ティコ・ブラーエについての本文を、最後の文の後から書き継いでください。

本文
★ ★ ★ ★
ティコ・ブラーエ(17)
文字数 1,000文字
1588年にフレゼリク2世が死んだ時、その息子で後継者であったクリスチャン4世はまだ11歳であった。彼の戴冠式が行われる1596年まで、摂政会議が代わりに統治することが決定された。この会議の長クリストファ・ヴェルキンドーフはかつて衝突して以来ティコ・ブラーエを嫌っており、デンマーク宮廷におけるティコの影響力は徐々に低下した。
ティコはヴェン島における自身の遺産が危機に晒されていることを感じ、太妃ソフィーにアプローチをかけ、彼女にヴェン島の資産をティコの後継者に与えるとした無き夫フレゼリク2世の約束を文書として残すように依頼した。だが、彼は幼い新王が科学よりも戦争に大きな興味を抱いており、また父親の約束を維持する意思が無いことを悟った。
ティコは貴族層に属しており、ルター派内の文派であるフィリップ派(フィリップ・メランヒトンの信奉者たち、穏健ルター派)に共感を覚えていることが知られていた。そのため彼は新たな王の恩寵を受けることはできなかった。
★ ★ ★ ★
参考情報
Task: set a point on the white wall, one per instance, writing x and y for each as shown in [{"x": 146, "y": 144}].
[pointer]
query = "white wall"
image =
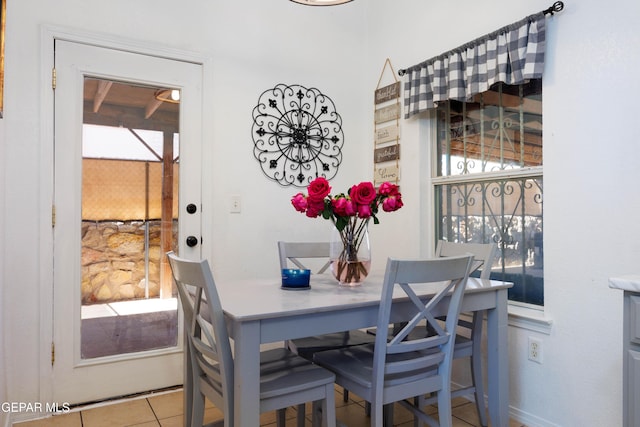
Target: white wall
★ ★ ★ ★
解答欄
ティコの敵にはヴェルキンドーフに加えてさらに個人的にティコ・ブラーエに不満を持っていた侍医のピーダ・セヴリーヌス、ティコのフィリップ派への共感と、(教会の裁可を受けることなしに行っていた)医学と錬金術の探求故に、また彼がヴェン島の現地聖職者に洗礼の儀式でのエクソシスムを禁止していた故に、彼が異端であると疑う純正ルター派の司教たちがいた。ティコ・ブラーエに向けられた非難の中には、彼がロスキレの王室礼拝堂を適切に維持できなかったことや、彼がヴェン島の農民に対し残酷であり搾取を行ったことなどがあった。